The records Start Marker

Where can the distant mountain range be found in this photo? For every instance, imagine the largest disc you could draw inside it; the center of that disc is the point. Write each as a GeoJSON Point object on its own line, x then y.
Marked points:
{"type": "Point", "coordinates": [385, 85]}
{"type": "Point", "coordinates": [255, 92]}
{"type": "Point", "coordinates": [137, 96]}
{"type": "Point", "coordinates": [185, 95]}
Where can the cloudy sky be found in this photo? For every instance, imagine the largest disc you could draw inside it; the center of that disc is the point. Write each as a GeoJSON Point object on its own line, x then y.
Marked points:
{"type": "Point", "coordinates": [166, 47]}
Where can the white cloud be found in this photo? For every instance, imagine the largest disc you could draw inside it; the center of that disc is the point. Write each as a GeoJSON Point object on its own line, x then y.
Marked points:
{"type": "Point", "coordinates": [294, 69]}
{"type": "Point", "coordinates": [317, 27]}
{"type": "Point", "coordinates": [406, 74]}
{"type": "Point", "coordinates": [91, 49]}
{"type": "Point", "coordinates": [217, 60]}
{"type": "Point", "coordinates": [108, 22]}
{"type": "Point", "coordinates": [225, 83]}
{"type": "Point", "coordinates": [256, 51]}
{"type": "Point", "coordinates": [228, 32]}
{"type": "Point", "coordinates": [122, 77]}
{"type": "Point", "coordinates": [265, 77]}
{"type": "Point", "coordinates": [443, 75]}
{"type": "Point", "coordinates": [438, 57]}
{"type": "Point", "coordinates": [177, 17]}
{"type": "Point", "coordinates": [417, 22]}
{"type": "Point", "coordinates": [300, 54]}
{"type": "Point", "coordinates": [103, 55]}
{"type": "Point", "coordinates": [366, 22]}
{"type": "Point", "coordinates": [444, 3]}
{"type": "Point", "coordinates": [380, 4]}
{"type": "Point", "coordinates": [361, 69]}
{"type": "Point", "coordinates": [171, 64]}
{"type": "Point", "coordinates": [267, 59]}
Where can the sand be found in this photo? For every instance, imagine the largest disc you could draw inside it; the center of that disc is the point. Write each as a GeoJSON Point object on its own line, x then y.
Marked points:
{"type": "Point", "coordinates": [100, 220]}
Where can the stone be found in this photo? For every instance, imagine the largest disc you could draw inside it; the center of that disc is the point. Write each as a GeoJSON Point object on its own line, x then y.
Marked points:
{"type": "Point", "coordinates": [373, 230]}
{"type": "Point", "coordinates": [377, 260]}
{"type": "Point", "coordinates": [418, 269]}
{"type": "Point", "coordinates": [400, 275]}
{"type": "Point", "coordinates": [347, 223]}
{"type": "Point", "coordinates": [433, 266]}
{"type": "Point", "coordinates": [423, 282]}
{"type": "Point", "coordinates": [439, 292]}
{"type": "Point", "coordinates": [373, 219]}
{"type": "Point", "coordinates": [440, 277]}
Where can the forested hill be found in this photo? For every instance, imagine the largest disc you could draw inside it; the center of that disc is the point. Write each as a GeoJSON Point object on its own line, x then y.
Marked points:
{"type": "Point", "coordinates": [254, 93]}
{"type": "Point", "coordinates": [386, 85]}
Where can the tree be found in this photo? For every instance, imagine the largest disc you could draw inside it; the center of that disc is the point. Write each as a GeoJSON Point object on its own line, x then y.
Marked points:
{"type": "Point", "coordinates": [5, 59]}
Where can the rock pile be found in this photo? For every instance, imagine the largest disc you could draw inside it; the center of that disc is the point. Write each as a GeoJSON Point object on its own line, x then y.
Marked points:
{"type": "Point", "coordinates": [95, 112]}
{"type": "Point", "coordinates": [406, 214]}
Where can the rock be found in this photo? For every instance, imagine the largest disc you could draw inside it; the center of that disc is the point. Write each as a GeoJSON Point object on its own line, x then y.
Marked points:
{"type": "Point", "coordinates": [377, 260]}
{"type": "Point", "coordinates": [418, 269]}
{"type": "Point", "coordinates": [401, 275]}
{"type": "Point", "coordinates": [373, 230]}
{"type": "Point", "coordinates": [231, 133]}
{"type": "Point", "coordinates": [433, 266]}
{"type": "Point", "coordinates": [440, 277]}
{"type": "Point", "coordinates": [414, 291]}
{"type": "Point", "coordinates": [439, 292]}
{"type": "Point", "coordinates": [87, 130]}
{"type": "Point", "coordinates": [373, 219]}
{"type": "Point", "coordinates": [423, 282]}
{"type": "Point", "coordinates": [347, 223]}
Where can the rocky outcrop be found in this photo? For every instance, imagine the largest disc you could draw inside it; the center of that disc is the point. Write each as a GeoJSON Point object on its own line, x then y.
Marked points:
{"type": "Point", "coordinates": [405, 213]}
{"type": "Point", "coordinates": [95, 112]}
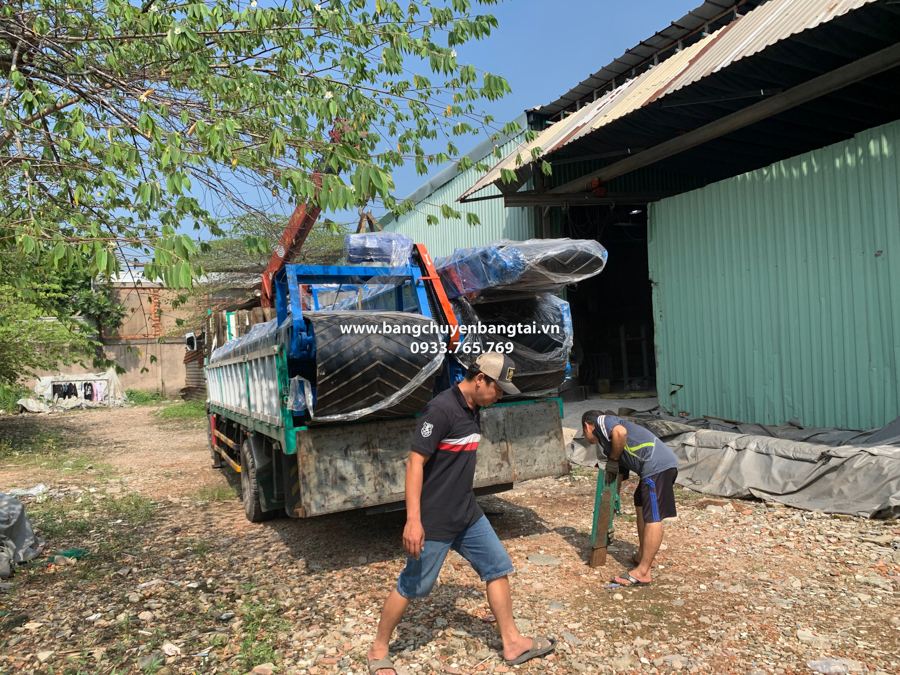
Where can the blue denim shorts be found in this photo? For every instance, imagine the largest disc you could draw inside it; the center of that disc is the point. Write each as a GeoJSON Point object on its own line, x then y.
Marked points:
{"type": "Point", "coordinates": [478, 544]}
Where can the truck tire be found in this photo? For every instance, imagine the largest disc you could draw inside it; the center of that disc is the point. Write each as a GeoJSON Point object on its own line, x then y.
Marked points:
{"type": "Point", "coordinates": [250, 487]}
{"type": "Point", "coordinates": [355, 371]}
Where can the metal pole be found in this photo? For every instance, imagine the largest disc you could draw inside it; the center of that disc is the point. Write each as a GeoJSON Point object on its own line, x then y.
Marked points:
{"type": "Point", "coordinates": [644, 350]}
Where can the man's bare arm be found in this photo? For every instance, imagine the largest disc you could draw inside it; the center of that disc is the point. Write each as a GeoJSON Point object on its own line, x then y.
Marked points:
{"type": "Point", "coordinates": [414, 533]}
{"type": "Point", "coordinates": [618, 439]}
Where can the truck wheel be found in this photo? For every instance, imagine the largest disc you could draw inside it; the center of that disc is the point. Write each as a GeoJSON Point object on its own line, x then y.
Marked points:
{"type": "Point", "coordinates": [250, 487]}
{"type": "Point", "coordinates": [216, 457]}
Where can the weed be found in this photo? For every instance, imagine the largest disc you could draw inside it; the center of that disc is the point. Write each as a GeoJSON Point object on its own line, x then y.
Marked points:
{"type": "Point", "coordinates": [199, 547]}
{"type": "Point", "coordinates": [133, 508]}
{"type": "Point", "coordinates": [59, 520]}
{"type": "Point", "coordinates": [582, 471]}
{"type": "Point", "coordinates": [144, 397]}
{"type": "Point", "coordinates": [217, 493]}
{"type": "Point", "coordinates": [188, 410]}
{"type": "Point", "coordinates": [260, 624]}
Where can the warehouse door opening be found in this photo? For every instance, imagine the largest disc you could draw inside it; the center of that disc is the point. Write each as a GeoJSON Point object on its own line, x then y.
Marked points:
{"type": "Point", "coordinates": [612, 313]}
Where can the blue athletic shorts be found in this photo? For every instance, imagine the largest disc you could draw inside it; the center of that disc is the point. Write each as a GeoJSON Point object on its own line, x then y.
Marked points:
{"type": "Point", "coordinates": [655, 496]}
{"type": "Point", "coordinates": [478, 544]}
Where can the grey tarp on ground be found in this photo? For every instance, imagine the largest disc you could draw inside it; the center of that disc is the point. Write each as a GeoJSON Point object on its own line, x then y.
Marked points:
{"type": "Point", "coordinates": [18, 542]}
{"type": "Point", "coordinates": [859, 481]}
{"type": "Point", "coordinates": [842, 471]}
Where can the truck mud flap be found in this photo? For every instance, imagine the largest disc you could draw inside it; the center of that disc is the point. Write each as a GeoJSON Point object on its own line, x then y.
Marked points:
{"type": "Point", "coordinates": [363, 465]}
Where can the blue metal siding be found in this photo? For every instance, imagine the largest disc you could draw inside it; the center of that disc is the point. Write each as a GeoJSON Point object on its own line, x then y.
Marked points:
{"type": "Point", "coordinates": [777, 292]}
{"type": "Point", "coordinates": [497, 222]}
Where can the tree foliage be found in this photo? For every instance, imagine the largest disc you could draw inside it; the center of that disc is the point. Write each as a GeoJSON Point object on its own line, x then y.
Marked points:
{"type": "Point", "coordinates": [230, 254]}
{"type": "Point", "coordinates": [30, 342]}
{"type": "Point", "coordinates": [50, 318]}
{"type": "Point", "coordinates": [123, 126]}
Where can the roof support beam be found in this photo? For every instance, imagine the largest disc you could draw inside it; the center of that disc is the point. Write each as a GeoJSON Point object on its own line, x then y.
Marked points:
{"type": "Point", "coordinates": [545, 199]}
{"type": "Point", "coordinates": [820, 86]}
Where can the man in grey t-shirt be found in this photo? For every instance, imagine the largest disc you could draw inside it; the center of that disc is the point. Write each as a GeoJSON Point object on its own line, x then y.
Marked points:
{"type": "Point", "coordinates": [630, 447]}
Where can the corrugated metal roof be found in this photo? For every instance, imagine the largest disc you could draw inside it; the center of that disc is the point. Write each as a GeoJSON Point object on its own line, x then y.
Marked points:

The records End Marker

*What you are asked to do*: Gather and copy every line of the data in which the string "metal" is found.

*Result below*:
Where can the metal pole be found in this photo? For every instance, imagine the largest disc you could draw inside it; the center of that disc is the point. Write each as a GeoJSON Point object on its own line, x then y.
Where can the blue metal siding be found in this photo? For every instance, imagine the largest disc you could draw inside it; the center of that disc is the point. Write each as a GeoJSON Point object on its own line, x then y.
Where can the corrugated metal roof be found in this photo? For every instance, imagine the largest disc you could draw inside it; the center of that disc is the point. Write each as a GeoJSON Point object on its own line, x then y.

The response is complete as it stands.